• TASK TO CARRY OUT
Summarize the piece on Gary Coleman's death in two sentences.

• SOURCE PASSAGE

Gary Coleman Is Dead
| Gary Coleman |
According to reports in TMZ, radaronline.com, and The Huffington Post, Coleman died at about noon today. He was admitted to the hospital Wednesday after injuring his head during a fall. TMZ reports that Coleman's wife, Shannon, made a decision to pull him off of life support today.
Coleman charmed the nation as the irascible orphan Arnold Jackson in the 1980s sitcom Diff'rent Strokes, and went on to enjoy a bizarre afterlife in the public eye. Among many cultural pseudo-tributes to Coleman were his appearance on the VH1 reality-T.V. show The Surreal Life, where Vanilla Ice threatened to toss him into a deep fryer at Mel's Diner in Hollywood, and an homage in the hit Broadway musical Avenue Q. (Coleman wasn't in the play, but was an actual character, played by other actors.)
Coleman was also endorsed for California governor by former SF Weekly sister paper the East Bay Express during the circus that was the 2003 recall election. "Here is a man who could finally bring California out of the wilderness, whose innate nobility and common sense would save us all," Chris Thompson of the Express observed at the time. "Gary is the perfect leader for our times -- such as they are."
Seven years later, that still has the ring of truth. If not the perfect leader, Coleman was certainly a representative celebrity for a contemporary public with a bizarre penchant for loving, loathing, and mocking its stars in equal measure. R.I.P., Gary.

• DATASET SECTION
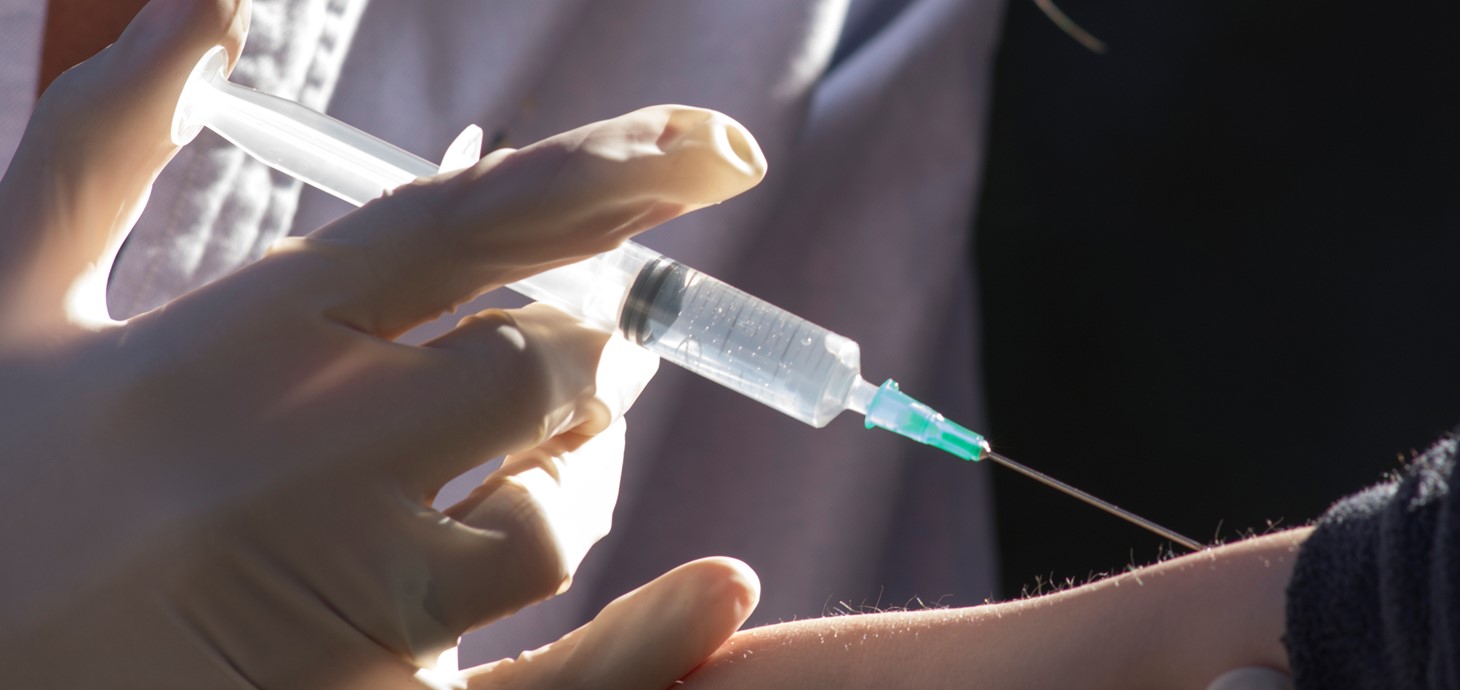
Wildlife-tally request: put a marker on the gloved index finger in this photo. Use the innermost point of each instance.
(435, 244)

• TASK RESULT
Gary Coleman died at about noon after being hospitalized Wednesday with a head injury from a fall, and reports say his wife, Shannon, decided to take him off life support. Known for playing Arnold Jackson on Diff'rent Strokes, he stayed in the public eye through The Surreal Life, a character in Avenue Q, and an East Bay Express endorsement in the 2003 California governor recall, and he was a representative celebrity for a public that loves, loathes, and mocks its stars in equal measure.